● Excerpt to read
══════════

In talking to exhibitors -- both large and small -- I learned that low commodity prices and the tighter machinery markets they created are only two factors in machinery companies deciding to forgo major new product introductions. Another key factor was the Environmental Protection Agency's clean air initiative that mandated less pollution from diesel engines. For several years, companies spent millions to develop new technologies to meet Tier 4 regulations. The race to Tier 4 Final goals ended for most categories of engines last year. But running the race exhausted companies' R&D budgets and occupied much of their engineers' time.

Even without Tier 4 investments, R&D budgets run in cycles (Five years is a common cycle length for each category of machine.) So 2015 likely penciled out as a slower new product year anyway. Of course, lower commodity prices didn't help.

Speaking of cycles, I also saw a surge in Louisville of new small tractors and small tractor brands. In the early 2000s and right up until the Great Recession, new owners of small acreages went on a buying binge and 40-hp and under tractors sold like leather coats at a biker convention. During the Great Recession ... not so much.

Now there seems to be a new migration to the country, or maybe those 10-year-old tractors are too old for country gentlemen.

Here is what Agrievolution, an international association of farm machinery manufacturers reports about small tractor sales in the U.S. and Canada: "In both countries, the 'semi-professional segment' below 40 hp makes up about 50% of the market volume. While demand for these lower power categories had calmed down considerably between 2009 and 2011, i.e. in the course of the financial and subprime crisis, a clear recovery could be observed in the past two years, with sales exceeding the 100,000 units mark again in the US alone."

The same Agrievolution report suggests that total new tractor sales -- including utility, row-crop and high horsepower tractors -- this year could be down as much as 20%. If so, 2016 could also be a quiet year.

══════════

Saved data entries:
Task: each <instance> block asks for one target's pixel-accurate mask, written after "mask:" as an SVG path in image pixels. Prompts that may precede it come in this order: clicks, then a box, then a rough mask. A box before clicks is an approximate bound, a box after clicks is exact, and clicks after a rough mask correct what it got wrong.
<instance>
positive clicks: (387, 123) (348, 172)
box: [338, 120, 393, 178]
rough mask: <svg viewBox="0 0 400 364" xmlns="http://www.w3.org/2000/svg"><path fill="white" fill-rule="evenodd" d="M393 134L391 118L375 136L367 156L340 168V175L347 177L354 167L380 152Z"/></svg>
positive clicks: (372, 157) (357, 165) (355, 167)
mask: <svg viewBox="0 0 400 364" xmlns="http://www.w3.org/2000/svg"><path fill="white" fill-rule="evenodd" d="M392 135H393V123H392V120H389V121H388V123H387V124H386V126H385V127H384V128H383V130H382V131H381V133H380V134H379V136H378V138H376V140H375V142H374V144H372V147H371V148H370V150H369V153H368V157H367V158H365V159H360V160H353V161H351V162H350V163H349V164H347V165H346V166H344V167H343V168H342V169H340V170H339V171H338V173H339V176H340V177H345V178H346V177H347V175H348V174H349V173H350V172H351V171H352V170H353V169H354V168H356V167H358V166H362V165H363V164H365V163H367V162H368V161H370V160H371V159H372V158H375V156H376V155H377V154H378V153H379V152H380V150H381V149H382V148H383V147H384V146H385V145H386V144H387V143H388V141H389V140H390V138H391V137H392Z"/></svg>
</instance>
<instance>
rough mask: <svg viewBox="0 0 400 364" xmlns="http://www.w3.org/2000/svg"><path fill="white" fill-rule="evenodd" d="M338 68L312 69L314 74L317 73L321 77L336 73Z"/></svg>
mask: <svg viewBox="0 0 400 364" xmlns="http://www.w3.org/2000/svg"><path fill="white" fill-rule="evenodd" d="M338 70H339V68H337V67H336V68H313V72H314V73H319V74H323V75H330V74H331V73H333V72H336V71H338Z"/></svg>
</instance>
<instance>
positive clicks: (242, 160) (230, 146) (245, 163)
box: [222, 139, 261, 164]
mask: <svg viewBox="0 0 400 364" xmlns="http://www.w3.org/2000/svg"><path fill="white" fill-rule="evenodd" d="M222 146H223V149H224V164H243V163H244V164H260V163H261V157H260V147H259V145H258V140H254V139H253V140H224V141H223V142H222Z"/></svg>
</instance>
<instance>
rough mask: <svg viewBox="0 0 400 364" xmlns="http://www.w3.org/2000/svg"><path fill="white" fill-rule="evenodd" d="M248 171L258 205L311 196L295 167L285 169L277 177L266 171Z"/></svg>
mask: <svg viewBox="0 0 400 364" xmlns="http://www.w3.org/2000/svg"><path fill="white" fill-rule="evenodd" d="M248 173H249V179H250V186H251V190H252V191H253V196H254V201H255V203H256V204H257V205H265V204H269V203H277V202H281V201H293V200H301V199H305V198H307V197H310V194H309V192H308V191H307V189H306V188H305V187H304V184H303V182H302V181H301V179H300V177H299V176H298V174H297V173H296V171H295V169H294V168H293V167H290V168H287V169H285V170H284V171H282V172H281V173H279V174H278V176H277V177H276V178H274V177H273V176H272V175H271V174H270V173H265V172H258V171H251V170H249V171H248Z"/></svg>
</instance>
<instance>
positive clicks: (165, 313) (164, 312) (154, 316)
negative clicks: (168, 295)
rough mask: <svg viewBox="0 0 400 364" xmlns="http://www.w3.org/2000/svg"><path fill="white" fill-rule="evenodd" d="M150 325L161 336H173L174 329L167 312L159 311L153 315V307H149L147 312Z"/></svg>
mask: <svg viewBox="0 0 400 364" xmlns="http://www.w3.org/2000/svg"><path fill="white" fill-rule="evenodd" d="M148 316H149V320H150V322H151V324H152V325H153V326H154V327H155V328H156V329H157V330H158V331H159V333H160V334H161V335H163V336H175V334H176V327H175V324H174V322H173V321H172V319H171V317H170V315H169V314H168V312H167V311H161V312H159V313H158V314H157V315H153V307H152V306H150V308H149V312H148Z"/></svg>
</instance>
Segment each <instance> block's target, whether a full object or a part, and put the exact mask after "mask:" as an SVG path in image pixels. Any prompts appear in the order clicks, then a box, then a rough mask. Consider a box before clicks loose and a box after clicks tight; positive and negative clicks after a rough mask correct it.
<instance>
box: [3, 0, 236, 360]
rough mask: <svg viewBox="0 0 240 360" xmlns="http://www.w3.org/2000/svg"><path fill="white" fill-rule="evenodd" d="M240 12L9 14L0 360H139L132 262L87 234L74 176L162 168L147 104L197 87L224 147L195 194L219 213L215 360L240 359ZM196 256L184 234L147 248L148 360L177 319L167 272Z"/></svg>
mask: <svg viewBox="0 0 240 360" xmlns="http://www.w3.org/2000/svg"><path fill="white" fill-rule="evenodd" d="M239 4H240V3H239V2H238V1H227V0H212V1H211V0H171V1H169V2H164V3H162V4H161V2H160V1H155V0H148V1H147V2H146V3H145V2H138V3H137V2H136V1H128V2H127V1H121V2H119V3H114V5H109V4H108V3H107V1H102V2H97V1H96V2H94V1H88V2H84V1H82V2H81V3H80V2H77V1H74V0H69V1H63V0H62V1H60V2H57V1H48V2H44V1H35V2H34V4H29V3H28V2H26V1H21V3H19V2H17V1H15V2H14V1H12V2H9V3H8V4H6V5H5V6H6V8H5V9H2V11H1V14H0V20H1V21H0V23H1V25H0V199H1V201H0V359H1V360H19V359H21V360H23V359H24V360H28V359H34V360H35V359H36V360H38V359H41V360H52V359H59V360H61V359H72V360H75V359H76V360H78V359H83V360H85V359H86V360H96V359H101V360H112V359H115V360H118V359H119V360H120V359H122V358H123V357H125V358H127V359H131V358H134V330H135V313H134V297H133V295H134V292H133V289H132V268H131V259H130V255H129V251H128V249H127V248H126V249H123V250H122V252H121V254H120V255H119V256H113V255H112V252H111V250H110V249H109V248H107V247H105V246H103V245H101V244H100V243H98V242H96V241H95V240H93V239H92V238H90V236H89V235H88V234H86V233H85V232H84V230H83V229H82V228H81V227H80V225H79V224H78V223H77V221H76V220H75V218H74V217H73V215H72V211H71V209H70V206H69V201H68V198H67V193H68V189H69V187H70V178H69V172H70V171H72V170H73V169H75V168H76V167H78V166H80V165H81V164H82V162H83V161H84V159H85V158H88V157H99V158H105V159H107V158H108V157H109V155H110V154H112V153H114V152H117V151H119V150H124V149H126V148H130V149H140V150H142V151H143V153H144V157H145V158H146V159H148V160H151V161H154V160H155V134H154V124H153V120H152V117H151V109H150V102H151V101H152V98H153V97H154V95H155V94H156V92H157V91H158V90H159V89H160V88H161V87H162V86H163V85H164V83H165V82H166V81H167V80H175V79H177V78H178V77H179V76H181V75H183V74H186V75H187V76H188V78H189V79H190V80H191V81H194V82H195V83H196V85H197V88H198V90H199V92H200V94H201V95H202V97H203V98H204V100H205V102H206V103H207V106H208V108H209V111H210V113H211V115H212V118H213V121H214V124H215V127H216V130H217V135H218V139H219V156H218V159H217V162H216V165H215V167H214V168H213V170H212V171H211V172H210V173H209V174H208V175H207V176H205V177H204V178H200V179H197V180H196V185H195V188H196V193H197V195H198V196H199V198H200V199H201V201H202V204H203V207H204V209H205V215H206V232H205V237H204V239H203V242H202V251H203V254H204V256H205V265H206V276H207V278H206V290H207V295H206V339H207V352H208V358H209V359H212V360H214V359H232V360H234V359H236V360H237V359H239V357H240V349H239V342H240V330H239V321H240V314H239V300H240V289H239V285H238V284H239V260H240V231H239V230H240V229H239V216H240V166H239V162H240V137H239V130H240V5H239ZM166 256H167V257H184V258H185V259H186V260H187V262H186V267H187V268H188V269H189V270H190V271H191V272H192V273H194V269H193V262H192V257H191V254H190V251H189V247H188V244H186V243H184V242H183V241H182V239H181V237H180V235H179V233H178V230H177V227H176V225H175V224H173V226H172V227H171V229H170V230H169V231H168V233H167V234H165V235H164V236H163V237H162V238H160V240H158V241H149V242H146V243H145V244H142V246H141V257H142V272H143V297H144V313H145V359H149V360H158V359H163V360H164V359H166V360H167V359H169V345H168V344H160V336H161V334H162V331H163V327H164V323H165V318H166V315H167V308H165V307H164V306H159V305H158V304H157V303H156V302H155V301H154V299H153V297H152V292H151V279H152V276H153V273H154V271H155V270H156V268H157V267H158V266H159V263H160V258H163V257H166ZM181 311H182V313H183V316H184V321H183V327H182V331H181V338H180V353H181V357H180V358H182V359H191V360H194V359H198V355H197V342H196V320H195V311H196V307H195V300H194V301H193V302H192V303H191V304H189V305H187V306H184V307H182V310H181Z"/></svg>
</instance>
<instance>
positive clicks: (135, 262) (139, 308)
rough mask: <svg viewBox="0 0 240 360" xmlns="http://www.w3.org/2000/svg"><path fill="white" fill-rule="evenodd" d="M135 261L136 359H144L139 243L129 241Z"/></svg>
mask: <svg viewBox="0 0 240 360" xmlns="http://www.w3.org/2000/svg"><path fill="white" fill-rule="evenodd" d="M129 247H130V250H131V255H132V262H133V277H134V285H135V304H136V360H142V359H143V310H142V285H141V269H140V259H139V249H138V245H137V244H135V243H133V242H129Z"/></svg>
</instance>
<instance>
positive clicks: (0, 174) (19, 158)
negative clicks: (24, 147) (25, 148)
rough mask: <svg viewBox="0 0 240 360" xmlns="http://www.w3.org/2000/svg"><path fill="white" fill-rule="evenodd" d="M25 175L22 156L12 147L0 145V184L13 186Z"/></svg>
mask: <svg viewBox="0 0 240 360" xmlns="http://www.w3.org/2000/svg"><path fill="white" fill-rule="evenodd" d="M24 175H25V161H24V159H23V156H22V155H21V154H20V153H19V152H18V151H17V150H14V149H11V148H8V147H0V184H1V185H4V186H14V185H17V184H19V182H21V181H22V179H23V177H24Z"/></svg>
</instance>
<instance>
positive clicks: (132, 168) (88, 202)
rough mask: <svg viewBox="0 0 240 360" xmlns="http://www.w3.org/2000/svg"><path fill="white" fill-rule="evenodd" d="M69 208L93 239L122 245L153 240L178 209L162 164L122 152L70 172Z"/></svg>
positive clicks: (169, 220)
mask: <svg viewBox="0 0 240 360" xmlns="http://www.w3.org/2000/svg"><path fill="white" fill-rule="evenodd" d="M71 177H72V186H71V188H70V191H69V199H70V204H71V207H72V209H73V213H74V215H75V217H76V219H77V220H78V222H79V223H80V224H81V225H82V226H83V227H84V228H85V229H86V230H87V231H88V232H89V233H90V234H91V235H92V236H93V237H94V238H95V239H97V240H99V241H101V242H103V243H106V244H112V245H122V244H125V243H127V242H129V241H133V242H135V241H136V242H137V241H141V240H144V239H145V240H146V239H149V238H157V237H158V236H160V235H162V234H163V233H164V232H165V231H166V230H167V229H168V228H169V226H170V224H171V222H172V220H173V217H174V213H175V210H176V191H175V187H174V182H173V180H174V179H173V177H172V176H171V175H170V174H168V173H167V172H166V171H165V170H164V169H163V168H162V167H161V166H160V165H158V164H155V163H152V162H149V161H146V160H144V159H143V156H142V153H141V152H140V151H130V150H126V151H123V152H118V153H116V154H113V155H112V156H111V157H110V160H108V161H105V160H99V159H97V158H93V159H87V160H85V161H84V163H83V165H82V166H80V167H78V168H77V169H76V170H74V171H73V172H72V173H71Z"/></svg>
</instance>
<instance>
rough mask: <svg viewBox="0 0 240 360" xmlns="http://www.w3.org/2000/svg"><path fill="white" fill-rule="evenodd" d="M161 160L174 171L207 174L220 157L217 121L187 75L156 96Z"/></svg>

══════════

● Using the information
[A] Using the farm machinery excerpt above, repeat word for word everything from "In talking to" down to "prices didn't help.".
[B] Turn the paragraph of the farm machinery excerpt that begins "In talking to exhibitors" into a short list that keeps its main facts.

● Answer section
[A]
In talking to exhibitors -- both large and small -- I learned that low commodity prices and the tighter machinery markets they created are only two factors in machinery companies deciding to forgo major new product introductions. Another key factor was the Environmental Protection Agency's clean air initiative that mandated less pollution from diesel engines. For several years, companies spent millions to develop new technologies to meet Tier 4 regulations. The race to Tier 4 Final goals ended for most categories of engines last year. But running the race exhausted companies' R&D budgets and occupied much of their engineers' time.

Even without Tier 4 investments, R&D budgets run in cycles (Five years is a common cycle length for each category of machine.) So 2015 likely penciled out as a slower new product year anyway. Of course, lower commodity prices didn't help.

[B]
- Exhibitors, large and small, said low commodity prices and the tighter machinery markets they caused were only two reasons companies skipped major new product launches.
- Another key reason was the EPA's clean air initiative requiring less pollution from diesel engines.
- For several years, companies spent millions developing new technologies to meet Tier 4 regulations.
- The race to Tier 4 Final goals ended last year for most engine categories.
- The race used up companies' R&D budgets and much of their engineers' time.